##### ENTRIES SUPPLIED #####
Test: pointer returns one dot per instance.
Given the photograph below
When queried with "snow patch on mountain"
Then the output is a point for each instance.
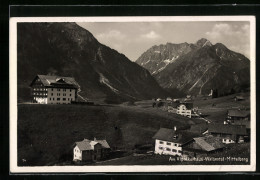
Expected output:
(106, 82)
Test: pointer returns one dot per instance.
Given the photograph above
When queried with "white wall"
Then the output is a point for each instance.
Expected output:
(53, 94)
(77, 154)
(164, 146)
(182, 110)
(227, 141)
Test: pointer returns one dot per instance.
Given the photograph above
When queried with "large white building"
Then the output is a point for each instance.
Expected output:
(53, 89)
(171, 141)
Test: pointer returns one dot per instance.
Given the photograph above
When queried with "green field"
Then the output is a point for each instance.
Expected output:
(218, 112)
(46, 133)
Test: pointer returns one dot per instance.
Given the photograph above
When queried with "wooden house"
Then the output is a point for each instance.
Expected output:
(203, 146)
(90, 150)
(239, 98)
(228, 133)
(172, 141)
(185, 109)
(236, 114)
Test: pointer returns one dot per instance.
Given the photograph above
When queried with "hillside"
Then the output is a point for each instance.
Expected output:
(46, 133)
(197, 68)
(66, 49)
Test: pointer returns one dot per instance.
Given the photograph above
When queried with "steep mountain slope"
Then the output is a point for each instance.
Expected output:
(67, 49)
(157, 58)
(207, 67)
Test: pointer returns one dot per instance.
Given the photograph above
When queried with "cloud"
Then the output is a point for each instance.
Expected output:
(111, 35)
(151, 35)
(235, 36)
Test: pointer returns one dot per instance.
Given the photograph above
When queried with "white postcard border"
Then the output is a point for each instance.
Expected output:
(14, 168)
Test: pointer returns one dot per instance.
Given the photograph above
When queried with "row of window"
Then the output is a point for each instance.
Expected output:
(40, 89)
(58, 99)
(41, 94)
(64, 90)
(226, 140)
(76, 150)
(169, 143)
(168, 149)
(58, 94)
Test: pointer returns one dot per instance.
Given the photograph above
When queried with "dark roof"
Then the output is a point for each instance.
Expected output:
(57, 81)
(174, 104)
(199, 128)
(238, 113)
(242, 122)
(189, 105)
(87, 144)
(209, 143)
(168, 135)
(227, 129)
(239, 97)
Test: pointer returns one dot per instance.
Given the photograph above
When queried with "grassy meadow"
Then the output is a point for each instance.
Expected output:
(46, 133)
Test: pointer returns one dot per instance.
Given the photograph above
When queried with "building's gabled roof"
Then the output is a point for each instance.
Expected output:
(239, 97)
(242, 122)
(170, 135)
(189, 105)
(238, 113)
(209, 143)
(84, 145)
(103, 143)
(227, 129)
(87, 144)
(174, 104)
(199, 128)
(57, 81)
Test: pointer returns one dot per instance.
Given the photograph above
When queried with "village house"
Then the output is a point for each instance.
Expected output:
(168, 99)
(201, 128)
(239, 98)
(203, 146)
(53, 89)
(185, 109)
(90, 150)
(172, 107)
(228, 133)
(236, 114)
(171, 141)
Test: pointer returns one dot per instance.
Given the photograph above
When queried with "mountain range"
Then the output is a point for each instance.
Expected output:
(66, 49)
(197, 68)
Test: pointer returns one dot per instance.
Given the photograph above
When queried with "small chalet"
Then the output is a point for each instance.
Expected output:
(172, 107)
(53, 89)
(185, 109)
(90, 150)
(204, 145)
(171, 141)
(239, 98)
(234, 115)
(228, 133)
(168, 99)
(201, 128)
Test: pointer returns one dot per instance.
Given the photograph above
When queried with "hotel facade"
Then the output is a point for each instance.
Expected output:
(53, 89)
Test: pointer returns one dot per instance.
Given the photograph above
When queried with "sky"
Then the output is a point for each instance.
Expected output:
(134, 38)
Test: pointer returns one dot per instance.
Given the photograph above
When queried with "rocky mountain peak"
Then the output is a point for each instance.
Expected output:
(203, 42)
#####
What you return must be every entry, word for word, without any pictures.

RESULT OF THE EXERCISE
Test: pointer returns one dot per instance.
Given the photograph below
When queried with "snow patch on mountain"
Then the output is a point for each instance.
Expected output:
(106, 82)
Test: pointer returns one dot per instance.
Given the photograph above
When queried with "white wall"
Then the output is a point for each instance.
Expected output:
(53, 94)
(77, 154)
(164, 146)
(182, 110)
(227, 141)
Test: pointer returns one dot per instance.
Given the photograph above
When queried with "large white building"
Then the output is a point for each instance.
Expected output:
(53, 89)
(171, 141)
Test: pointer returns one dot per instance.
Given the photograph above
When queried with "green field"
Then the output is a point for each instance.
Expected output:
(218, 112)
(46, 133)
Test: pointer returns one dot per instance.
Given the photograph above
When queried with "wooden house"
Then the output is a point for each instance.
Expected output:
(203, 146)
(90, 150)
(239, 98)
(228, 133)
(172, 141)
(185, 109)
(236, 114)
Test: pointer returns one dot per instance.
Given the photograph above
When queried with "hillside"
Then the output is a point for each instance.
Expected output:
(46, 133)
(197, 68)
(66, 49)
Test: pointer returns one dot per instance.
Given the photograph above
When queried with "steep mountain slope"
Then the output is a point for each instance.
Expected output:
(67, 49)
(157, 58)
(207, 67)
Test: pointer returns one dot per instance.
Given the photograph above
When queried with "cloud"
Then the output is a point for each instance.
Expected output:
(111, 35)
(151, 35)
(235, 36)
Test: pointer returns one dot per instance.
Given the photograph above
When queried with "white postcard border"
Then the output is a point for each instance.
Expected output:
(14, 168)
Test: pointer returns one dot per instance.
Given the photograph above
When queried with "row of window"
Then the output is a point for each instance.
Expected output:
(40, 89)
(58, 99)
(41, 94)
(64, 90)
(226, 140)
(76, 150)
(169, 143)
(168, 149)
(58, 94)
Test: pointer returns one dot per instance.
Given the photograph above
When queried with "dark roof"
Then the output is a point for each instance.
Expected output:
(57, 81)
(174, 104)
(199, 128)
(238, 113)
(242, 122)
(189, 105)
(87, 144)
(209, 143)
(168, 135)
(227, 129)
(239, 97)
Test: pointer returns one dot per instance.
Given the photograph above
When queried with "grassy meadow"
Then the output is a point for each instance.
Expected output:
(46, 133)
Test: pointer returns one dot per instance.
Given the photograph above
When queried with "building's gabled roof"
Then the output is a point for each instance.
Expected output:
(239, 97)
(242, 122)
(170, 135)
(189, 105)
(238, 113)
(209, 143)
(84, 145)
(103, 143)
(227, 129)
(87, 144)
(174, 104)
(199, 128)
(57, 81)
Test: pointer returns one dot per instance.
Given the photograph above
When queried with "village house"
Then the output is a point for each instance.
Expected output:
(168, 99)
(201, 128)
(239, 98)
(203, 146)
(53, 89)
(185, 109)
(90, 150)
(172, 107)
(228, 133)
(236, 114)
(171, 141)
Test: pointer returns one dot per instance.
Given the photograph above
When queried with "mountain range"
Then the output is a point for each instance.
Expected output:
(66, 49)
(197, 68)
Test: pointer returns one dot per instance.
Given the photograph above
When queried with "small chalet"
Then the output is a point for each instance.
Expected output:
(172, 107)
(53, 89)
(185, 109)
(90, 150)
(204, 145)
(171, 141)
(239, 98)
(234, 115)
(228, 133)
(168, 99)
(201, 128)
Test: pointer returns one dot per instance.
Given the photograph above
When queried with "hotel facade"
Then the output is a point for each instance.
Expected output:
(53, 89)
Test: pointer returns one dot per instance.
Given the photograph above
When queried with "sky"
Then the output is a point for each instance.
Expected output:
(134, 38)
Test: pointer returns one dot per instance.
Given the photograph above
When queried with "rocky mountain peak"
Then the output is a point for each instance.
Expected output:
(203, 42)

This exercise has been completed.